Excerpts of location labeling data:
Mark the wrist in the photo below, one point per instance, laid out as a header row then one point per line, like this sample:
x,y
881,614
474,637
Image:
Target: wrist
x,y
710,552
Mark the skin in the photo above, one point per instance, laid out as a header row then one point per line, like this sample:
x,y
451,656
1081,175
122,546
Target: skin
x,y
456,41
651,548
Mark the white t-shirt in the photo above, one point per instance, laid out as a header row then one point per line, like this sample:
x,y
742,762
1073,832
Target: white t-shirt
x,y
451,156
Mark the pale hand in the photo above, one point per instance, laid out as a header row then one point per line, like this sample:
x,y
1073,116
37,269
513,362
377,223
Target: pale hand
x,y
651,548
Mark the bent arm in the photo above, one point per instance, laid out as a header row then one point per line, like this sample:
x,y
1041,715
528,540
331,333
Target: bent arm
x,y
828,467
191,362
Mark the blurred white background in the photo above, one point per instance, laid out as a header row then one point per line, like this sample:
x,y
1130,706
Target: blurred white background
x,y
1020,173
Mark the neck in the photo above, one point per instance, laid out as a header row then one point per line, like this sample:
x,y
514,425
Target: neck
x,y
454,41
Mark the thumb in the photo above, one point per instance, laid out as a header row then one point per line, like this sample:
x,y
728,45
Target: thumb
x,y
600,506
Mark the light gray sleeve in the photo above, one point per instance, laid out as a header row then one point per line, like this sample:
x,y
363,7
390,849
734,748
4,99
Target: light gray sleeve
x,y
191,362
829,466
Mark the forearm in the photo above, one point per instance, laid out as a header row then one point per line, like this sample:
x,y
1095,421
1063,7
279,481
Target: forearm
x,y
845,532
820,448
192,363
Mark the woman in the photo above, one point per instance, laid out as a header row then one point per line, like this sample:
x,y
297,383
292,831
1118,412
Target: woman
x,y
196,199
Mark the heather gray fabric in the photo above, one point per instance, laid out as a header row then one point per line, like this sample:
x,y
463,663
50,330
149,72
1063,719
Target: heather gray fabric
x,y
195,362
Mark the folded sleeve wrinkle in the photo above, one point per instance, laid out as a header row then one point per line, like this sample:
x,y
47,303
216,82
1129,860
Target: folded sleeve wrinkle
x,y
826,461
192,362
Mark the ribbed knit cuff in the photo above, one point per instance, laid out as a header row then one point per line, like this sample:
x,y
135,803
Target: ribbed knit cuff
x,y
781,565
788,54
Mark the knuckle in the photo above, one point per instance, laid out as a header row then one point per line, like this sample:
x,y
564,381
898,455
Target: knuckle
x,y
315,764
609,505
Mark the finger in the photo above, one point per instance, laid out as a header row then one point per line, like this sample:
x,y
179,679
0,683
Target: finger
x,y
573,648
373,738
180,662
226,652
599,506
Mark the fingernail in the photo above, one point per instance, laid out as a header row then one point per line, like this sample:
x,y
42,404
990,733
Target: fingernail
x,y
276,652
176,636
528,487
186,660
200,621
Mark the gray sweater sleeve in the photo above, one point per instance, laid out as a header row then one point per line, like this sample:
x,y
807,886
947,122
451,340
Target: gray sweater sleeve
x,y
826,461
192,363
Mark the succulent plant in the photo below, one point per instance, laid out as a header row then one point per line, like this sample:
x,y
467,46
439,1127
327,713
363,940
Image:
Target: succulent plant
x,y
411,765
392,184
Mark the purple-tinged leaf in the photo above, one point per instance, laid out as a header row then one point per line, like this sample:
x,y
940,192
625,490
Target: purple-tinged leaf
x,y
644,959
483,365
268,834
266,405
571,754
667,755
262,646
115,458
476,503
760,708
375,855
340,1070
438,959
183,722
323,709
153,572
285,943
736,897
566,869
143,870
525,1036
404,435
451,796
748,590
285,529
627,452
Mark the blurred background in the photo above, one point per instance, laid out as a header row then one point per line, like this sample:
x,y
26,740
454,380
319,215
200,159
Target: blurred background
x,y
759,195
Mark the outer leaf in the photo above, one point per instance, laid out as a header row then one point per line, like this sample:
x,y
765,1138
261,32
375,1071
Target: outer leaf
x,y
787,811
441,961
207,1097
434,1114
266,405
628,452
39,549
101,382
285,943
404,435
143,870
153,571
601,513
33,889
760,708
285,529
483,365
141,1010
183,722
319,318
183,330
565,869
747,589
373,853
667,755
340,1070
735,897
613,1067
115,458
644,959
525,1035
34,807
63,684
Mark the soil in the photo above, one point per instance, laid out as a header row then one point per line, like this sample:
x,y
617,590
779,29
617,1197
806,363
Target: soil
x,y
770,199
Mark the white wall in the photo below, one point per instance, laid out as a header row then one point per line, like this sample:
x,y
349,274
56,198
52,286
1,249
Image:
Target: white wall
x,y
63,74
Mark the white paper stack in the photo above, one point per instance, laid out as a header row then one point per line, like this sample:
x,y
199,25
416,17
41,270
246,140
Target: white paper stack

*PROMPT*: Every entry above should be retyped exactly as shown.

*SOLUTION TO THIS TASK*:
Mark the wrist in the photo below, one point per instance, laid out as a header row then one point per line, like this sample:
x,y
881,614
474,637
Image:
Target: wrist
x,y
710,552
Mark the skin in the photo above, one point per instance, laid out as a header row then one point per line, like this sample:
x,y
451,656
1081,175
122,546
Target: skin
x,y
456,41
651,548
Mark the white t-shirt in the photo above, one point per instance, laid out as a header row then one point per line, like this sample:
x,y
742,762
1073,832
Target: white t-shirt
x,y
451,156
Mark the pale hand in the photo above, one point per instance, laid out as a header row then one point per line, like this sample:
x,y
1073,116
37,269
513,362
377,223
Target: pale hand
x,y
651,548
Mark the bent arm in the photo above, one point per instance, laid out as a header row then one point per line, like this sample:
x,y
1041,715
528,540
331,333
Target: bent arm
x,y
828,467
191,362
Mark the blurred white background in the photo above, one point per instance, laid out as a header row then one point per line, like this sample:
x,y
1130,706
Target: blurred white background
x,y
1020,173
Mark the neck in the photo above, one point per instance, laid out as a header row then one point per line, like this sample:
x,y
514,425
Target: neck
x,y
454,41
Mark the thumb in the photo above, one point per instance, laid out as a header row then one point per line, like this sample:
x,y
728,45
Target: thumb
x,y
600,506
Mark the light gray sleeve in the photo above, one point per instance, laid out as a header row then one point per line, like this sample:
x,y
363,7
390,849
734,748
4,99
Target: light gray sleeve
x,y
191,362
829,466
Mark the forearm in the photo above, one point per instance, laid out as a header row then one point per line, like this sample:
x,y
1095,421
1063,7
279,481
Target: forearm
x,y
845,532
820,448
192,363
Mark the woman in the photo above, one point per instance, laid out as a header row then one point per line, like this sample:
x,y
297,383
292,831
1118,412
Target: woman
x,y
196,199
Mark the heather gray fabric in the photo above, one point per instance, laid out as a header row then one point per line, like this sample:
x,y
463,663
50,330
149,72
1063,719
Target: heather gray fabric
x,y
195,362
Mark the folded sleeve wrinkle in the photo above, one point per instance, laid out as a header row then one point per line, like this sample:
x,y
47,303
216,82
1129,860
Target: folded sleeve wrinkle
x,y
826,461
192,362
Mark the ribbed knit cuff in the photo above, one point per instance, laid out as a header row then one point per line, like this sample:
x,y
135,803
Target: ribbed knit cuff
x,y
781,565
788,54
Mark the knuckle in the photo above, one point per instance, laid out as a header row then one point per line, like this sample:
x,y
564,381
898,455
Target: knuckle
x,y
315,764
609,505
Mark the finger in the photo above, one point per instance, laid out as a header row then one point per line, like this sample:
x,y
179,679
0,683
Target: finger
x,y
573,648
373,738
180,662
226,652
599,506
Mark the fingernail in the photo above, one point per instance, laid out as a header row then one point per line, like this sample:
x,y
42,404
990,733
Target: fingernail
x,y
276,652
176,636
528,487
186,660
200,621
Mark the gray sweater sleeve in the photo above, one point per instance, laid out as a header row then one point per line, like this sample:
x,y
807,886
947,122
451,340
Target: gray sweater sleeve
x,y
826,461
192,363
Mark the succulent plant in the photo below, one point per instance, laid out as a header row then one point per line, like this sample:
x,y
467,46
439,1127
327,713
363,940
Image:
Target: succulent plant
x,y
411,765
392,184
Mark the purple-tinged leaf in the photo above, one point per instance, laid out as a header row then one point per line, like this sample:
x,y
940,192
625,490
Target: purple-tinged leaf
x,y
644,959
483,365
268,834
266,405
571,754
667,755
262,646
115,458
476,503
760,708
375,855
340,1070
438,959
183,722
323,709
153,572
285,943
736,897
566,869
143,870
525,1036
404,435
451,796
748,590
285,529
627,452
Mark the blurred background in the photo above, one point per instance, laid out as a header row then one point per line, like this sample:
x,y
26,740
454,380
319,215
200,159
Target: blurred background
x,y
759,195
Mark the outer leaf in the photo above, one point per instance, laid out as a header row then one point per line, like this sample:
x,y
765,1138
261,32
375,1071
Target: outer leaf
x,y
787,811
441,961
207,1097
434,1114
266,405
628,452
39,549
101,382
285,943
404,435
143,870
153,571
601,513
33,889
760,708
285,529
483,365
141,1010
183,722
319,318
183,330
565,869
747,589
373,853
667,755
340,1070
735,897
613,1067
115,458
644,959
525,1035
34,807
63,684
Mark the soil in the photo above, one point per instance, laid out as a header row then one point per line, like this sample:
x,y
617,590
779,29
617,1197
806,363
Target: soil
x,y
770,199
Mark the white wall in the photo below, one point per instance, laid out as a header row then one point per line, like this sample:
x,y
349,274
56,198
52,286
1,249
Image:
Target: white wall
x,y
63,74
Mark the white paper stack in the photo above, one point per instance, laid out as a header row then one point per line, like this sample:
x,y
199,25
416,17
41,270
246,140
Target: white paper stack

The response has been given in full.